==== Task data

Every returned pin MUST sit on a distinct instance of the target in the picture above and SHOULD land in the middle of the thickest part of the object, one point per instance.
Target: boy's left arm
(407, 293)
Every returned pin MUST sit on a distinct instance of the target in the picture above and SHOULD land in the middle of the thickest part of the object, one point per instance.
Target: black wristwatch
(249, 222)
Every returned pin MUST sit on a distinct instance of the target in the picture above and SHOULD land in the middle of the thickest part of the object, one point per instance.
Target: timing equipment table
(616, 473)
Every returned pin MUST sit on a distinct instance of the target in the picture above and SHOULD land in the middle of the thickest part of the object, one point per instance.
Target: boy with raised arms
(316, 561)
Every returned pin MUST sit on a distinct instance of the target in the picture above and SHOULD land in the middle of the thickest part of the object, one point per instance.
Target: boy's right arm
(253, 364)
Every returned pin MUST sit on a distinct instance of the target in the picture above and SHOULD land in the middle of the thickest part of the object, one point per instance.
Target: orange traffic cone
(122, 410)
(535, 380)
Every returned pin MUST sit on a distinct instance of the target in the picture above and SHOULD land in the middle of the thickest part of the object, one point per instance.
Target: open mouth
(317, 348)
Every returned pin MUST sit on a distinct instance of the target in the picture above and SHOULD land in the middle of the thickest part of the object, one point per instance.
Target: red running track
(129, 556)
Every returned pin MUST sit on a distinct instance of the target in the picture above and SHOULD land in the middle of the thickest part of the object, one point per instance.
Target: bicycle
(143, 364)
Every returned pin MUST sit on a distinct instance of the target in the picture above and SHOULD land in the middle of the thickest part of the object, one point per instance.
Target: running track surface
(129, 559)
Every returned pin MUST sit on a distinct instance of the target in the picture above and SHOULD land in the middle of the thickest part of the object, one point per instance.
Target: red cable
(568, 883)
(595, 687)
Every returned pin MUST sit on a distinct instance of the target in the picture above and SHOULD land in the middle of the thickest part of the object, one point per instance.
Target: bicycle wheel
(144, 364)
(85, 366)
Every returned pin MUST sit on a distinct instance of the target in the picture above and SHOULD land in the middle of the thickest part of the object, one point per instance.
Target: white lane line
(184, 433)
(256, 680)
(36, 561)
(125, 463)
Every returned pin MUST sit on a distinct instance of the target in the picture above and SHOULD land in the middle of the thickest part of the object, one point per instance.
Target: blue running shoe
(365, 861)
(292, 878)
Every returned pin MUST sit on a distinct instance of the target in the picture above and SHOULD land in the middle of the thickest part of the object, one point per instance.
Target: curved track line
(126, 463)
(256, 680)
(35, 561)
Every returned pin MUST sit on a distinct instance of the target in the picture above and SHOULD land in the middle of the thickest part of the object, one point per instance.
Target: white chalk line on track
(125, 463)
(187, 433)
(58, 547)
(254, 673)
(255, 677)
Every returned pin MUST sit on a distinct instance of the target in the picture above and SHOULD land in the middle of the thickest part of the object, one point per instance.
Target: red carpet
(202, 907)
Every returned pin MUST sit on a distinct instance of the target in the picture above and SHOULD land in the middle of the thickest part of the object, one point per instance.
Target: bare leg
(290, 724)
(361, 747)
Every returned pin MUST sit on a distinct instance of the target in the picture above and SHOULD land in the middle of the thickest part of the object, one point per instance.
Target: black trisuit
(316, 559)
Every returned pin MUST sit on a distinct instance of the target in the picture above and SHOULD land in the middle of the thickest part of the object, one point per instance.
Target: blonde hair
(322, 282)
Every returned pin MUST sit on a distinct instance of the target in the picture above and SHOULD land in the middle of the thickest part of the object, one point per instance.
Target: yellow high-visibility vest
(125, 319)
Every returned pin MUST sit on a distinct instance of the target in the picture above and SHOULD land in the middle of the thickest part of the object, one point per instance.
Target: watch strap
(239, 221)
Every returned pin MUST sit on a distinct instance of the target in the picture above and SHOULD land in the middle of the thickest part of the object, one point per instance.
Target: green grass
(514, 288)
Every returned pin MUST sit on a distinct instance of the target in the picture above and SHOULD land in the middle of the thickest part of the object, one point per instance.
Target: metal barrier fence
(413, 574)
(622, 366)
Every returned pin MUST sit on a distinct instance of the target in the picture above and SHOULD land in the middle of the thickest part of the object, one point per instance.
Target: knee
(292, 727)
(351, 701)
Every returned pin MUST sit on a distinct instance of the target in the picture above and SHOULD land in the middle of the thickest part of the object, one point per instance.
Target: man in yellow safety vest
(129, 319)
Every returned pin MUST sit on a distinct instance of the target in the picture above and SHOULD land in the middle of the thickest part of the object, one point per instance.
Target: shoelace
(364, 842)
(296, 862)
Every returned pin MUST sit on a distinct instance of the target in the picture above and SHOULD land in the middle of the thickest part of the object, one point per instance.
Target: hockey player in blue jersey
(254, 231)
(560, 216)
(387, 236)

========

Type the whole listing again, unaltered.

Written reply:
Every returned pin MUST sit on a distinct instance of the target in the picture above and SHOULD land in the middle of the thickest part of the object, one point per instance.
Target: boy's left arm
(407, 293)
Every returned pin MUST sit on a distinct instance of the target in the picture above and SHOULD land in the middle of the thickest part of the object, one point per instance.
Target: black wristwatch
(249, 222)
Every returned pin MUST sit on a distinct instance of the target in the picture above and SHOULD land in the middle of the thickest part of the object, one point per instance.
Target: timing equipment table
(616, 473)
Every returned pin MUST sit on a distinct instance of the target in the picture above and SHOULD land in the middle of the thickest part of the object, one point per instance.
Target: boy with raised arms
(316, 561)
Every returned pin MUST sit on a distinct instance of the target in the picture above and SHOULD land in the middle of the thickest part of the object, one point per instance.
Target: boy's right arm
(253, 364)
Every returned pin MUST sit on a distinct instance of the target in the picture above and SHOULD land in the middle of the thickest part of the object, one point per instance.
Target: orange traffic cone
(122, 410)
(535, 380)
Every returned pin MUST sit on a distinct instance of the target in the picture above and SHOULD land in the middle of the thickest part of the object, one point per instance.
Target: open mouth
(317, 348)
Every returned pin MUST sit on a distinct instance of the target in the picture above and SHOULD land in the middle of the thickest part of the object, one point per instance.
Target: red running track
(129, 556)
Every returned pin MUST sit on a distinct instance of the target in the picture above and SHOULD land in the middle of the thickest part of the object, one point per instance.
Target: bicycle
(143, 364)
Every returned pin MUST sit on a distinct instance of the target in the picture above and SHOULD land in the middle of the thickest part of the object, one point per instance.
Target: running track surface
(129, 559)
Every returned pin MUST sit on a distinct instance of the target in the picture above and SHOULD land in the middle of the thickest part of the object, one point per instance.
Target: red cable
(568, 883)
(595, 687)
Every returned pin MUST sit on a distinct instance of the target in the picture above and SHOULD land in the middle of the thickest part of the object, one point per instance.
Target: bicycle wheel
(144, 364)
(85, 366)
Every returned pin MUST sit on a distinct instance of the target in the picture above and SHOULD land in the middle of the thickest part of the object, one point per instance.
Target: white lane line
(184, 433)
(256, 680)
(36, 561)
(125, 463)
Every returned pin MUST sit on a distinct instance of the target in the picture above and SHOULD land in the middle of the thickest part of the object, one point per instance.
Target: blue running shoe
(365, 861)
(292, 878)
Every returned pin MUST sit on a distinct instance of the target in the picture above and SHOULD land in the middle of the thickest part of the object, one point per instance.
Target: curved track line
(126, 463)
(256, 680)
(35, 561)
Every returned pin MUST sit on a distinct instance of the target in the picture above and SHOULD land in the middle of the thickest part of the object, one point per instance.
Target: white chalk line on track
(125, 463)
(187, 433)
(58, 547)
(254, 673)
(255, 677)
Every returned pin MUST sit on a distinct instance of the target in the picture above and SHOULD land in the middle of the thickest part of the object, one point per instance.
Target: red carpet
(202, 907)
Every returned pin MUST sit on a distinct instance of the target in the picture above and SHOULD land in the middle of the thickest part of the object, one point per instance.
Target: bare leg
(290, 724)
(361, 747)
Every returned pin MUST sit on a distinct instance of the target in the picture above and SHOULD land in the middle of the thickest part of the object, one point per instance.
Target: black trisuit
(316, 559)
Every returned pin MUST sit on a distinct instance of the target in the picture above and SHOULD land in the middle of the thickest part of the object, one point per instance.
Target: blonde hair
(322, 282)
Every returned pin MUST sit on a distinct instance of the target in the picture above and SHOULD land in the middle of the thickest part of the object, one point per instance.
Target: yellow high-visibility vest
(125, 319)
Every returned pin MUST sit on a distinct instance of the target in the picture above and SHOULD land in the middle of the thickest part of the object, one point per instance.
Target: watch strap
(239, 221)
Every returned pin MUST sit on a distinct instance of the target in the picture above and SHOULD land in the middle of the thickest part of the object, one point per instance.
Target: green grass
(514, 288)
Every returned pin MUST sit on a distinct instance of the target in the picture above and SHOULD land in the middle of the thickest part of the object, one point per instance.
Target: metal barrier fence
(413, 574)
(622, 366)
Every returned pin MUST sit on a distinct instance of the target in the picture above and SHOULD land in the middle of the thickest part of the object, one point per instance.
Target: knee
(292, 727)
(351, 701)
Every returned pin MUST sit on a distinct instance of the target in the picture above and SHOULD land in the middle of the thickest part of the object, one point per instance.
Target: man in yellow safety vest
(129, 319)
Every returned pin MUST sit on a distinct instance of the target in the picture above and SHOULD land in the middle of the thickest part of the object, one point per instance.
Target: shoelace
(364, 842)
(296, 862)
Every returned pin MUST sit on a distinct instance of the target in the picture above and SHOULD land in the middle of the thickest part of the object, one point per instance.
Target: hockey player in blue jersey
(254, 231)
(560, 216)
(387, 236)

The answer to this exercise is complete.